::: SOURCE

[discuss] My current understanding of scope and why
Andrew Sullivan
ajs at anvilwalrusden.com
Mon Jan 6 23:59:43 UTC 2014
Dear colleagues,
Over the past couple weeks I have made rather a nuisance of myself, I
think, in pressing certain questions like a crazed 5 year old asking,
"Why?" I want to thank you for your indulgence as I tried to
understand.
In this note, I want to outline what I now believe to be the goal of
this effort. (You may have your own pictures of the goal of our
activity. This is mine.) Absent corrections of this outline, I plan
to use these principles for understanding what we are trying to do,
how I (at least) should respond to certain kinds of questions, and
what limits I should expect to be placed on the scope of activities
from this group. I welcome replies and comments, of course. I gather
there is some concern about the volume of mail to the list, so if you
want to send me a response off list, I am prepared later to summarise
such responses for the list. If you want your remarks in that case
_not_ to be acknowledged, please tell me. Otherwise, I'll assume you
want to be acknowledged.
As always, I speak for myself; I'm participating here as an individual
and not an IAB member or a representative of my employer. I will, of
course, use my own lens (outlined here) in discussion with my IAB
colleagues and my employer when focussing on these topics, but they're
wise enough to ignore me (or tell me I'm wrong) when I speak to them
foolishly.
1. The goal of this activity
The goal of 1net is not necessarily to create new institutions,
nor even to create the founding conditions for any new
institution. It is instead to provide a forum in which the
interplay of various institutional relationships may happen. One
result of this is possibly the discovery of a scope for new
institutional relationships. This could take the form of
determining that a given topic correctly belongs in the scope of
some existing institution we have, or could take the form of
determining that a new institution of some sort is in fact
necessary.
2. On the meaning of Internet governance
"Internet governance" is an enormous topic that links together
diverse topics, which may not in themselves obviously fit in the
same discussion. What links them is the technical impingement of
the Internet upon them. To those who are technically minded, this
may seem to be a hodgepodge category, because it is plain that
the technical implications of (say) international trade in child
pornography and (say) the details of how ranges of addresses are
allocated to RIRs are at best distantly related. Nevertheless, if
only by virtue of these topics having been treated under the same
rubric for some time, it is necessary to engage across all these
issues. At the same time, it is beneficial to make clear,
well-delineated distinctions as we go, in order not to muddle
topics that can properly be treated distinctly. By way of
analogy, local schools and the department of national defence may
both be "government activities", but they are plainly different
divisions.
Governance need not entail a new overarching role for governments,
and the thing to be governed need not be controversial. For
instance, the mere fact of decision-making about IP address
allocations to RIRs is a kind of governance. It is small and it
really only needs some reasonably fair if possibly arbitrary
convention to which everyone can subscribe. This is not like a
large and controversial topic (such as, say, child protection on
the Internet), which may also involve a kind of "governance".

::::::
::: DATASET CONTENT

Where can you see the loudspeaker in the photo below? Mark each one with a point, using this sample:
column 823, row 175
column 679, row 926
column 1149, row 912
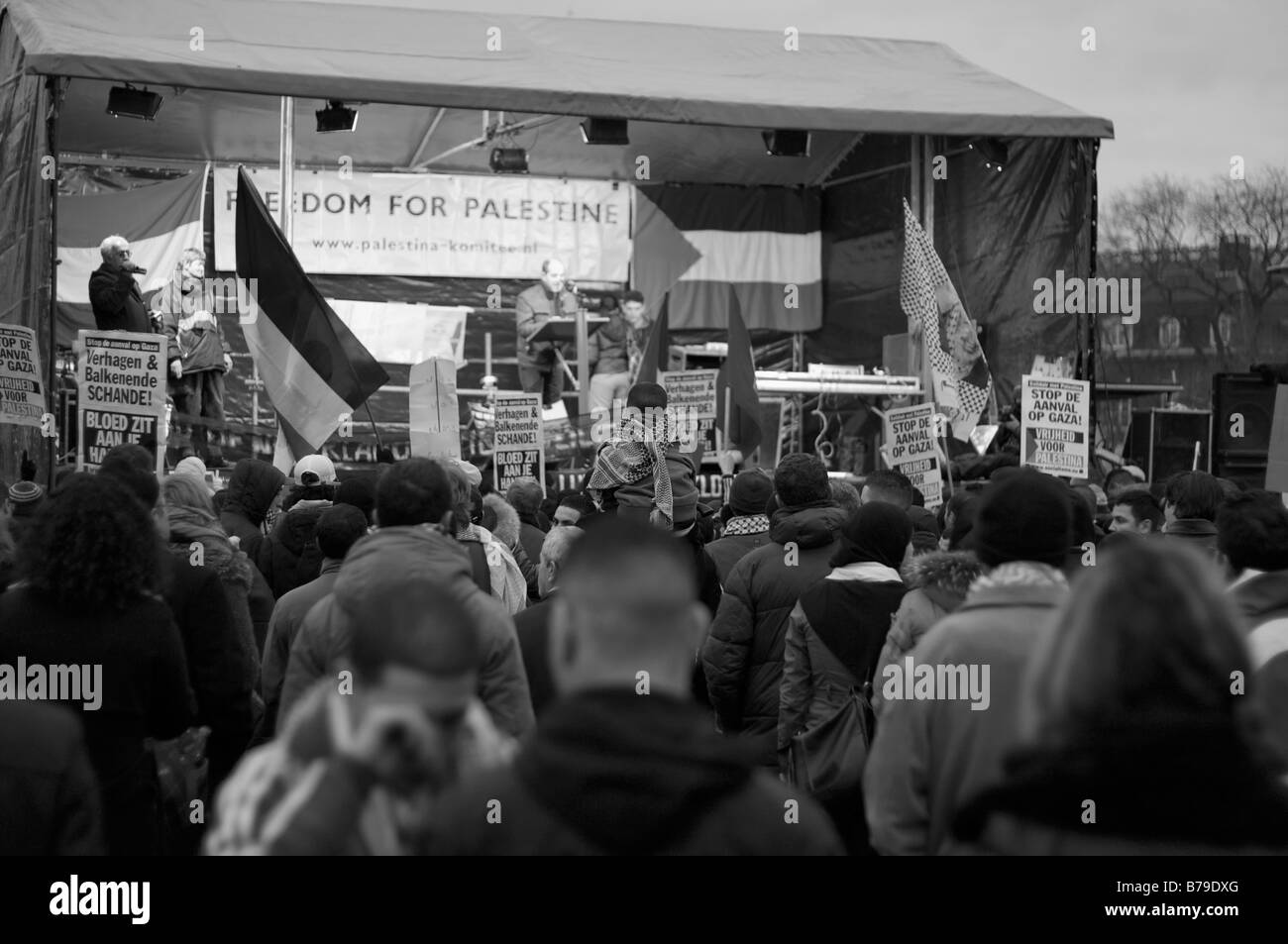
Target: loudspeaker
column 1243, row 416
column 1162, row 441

::::::

▶ **COMPLETE THE FOLLOWING**
1. List every acronym that appears in the Internet governance post, starting from "Dear colleagues".
2. Copy the Internet governance post word for word from "[discuss] My current" to "understand.".
Use only the mailing list post above to do these.

▶ **PER-TASK ANSWERS**
1. IAB, RIRs, IP

2.
[discuss] My current understanding of scope and why
Andrew Sullivan
ajs at anvilwalrusden.com
Mon Jan 6 23:59:43 UTC 2014
Dear colleagues,
Over the past couple weeks I have made rather a nuisance of myself, I
think, in pressing certain questions like a crazed 5 year old asking,
"Why?" I want to thank you for your indulgence as I tried to
understand.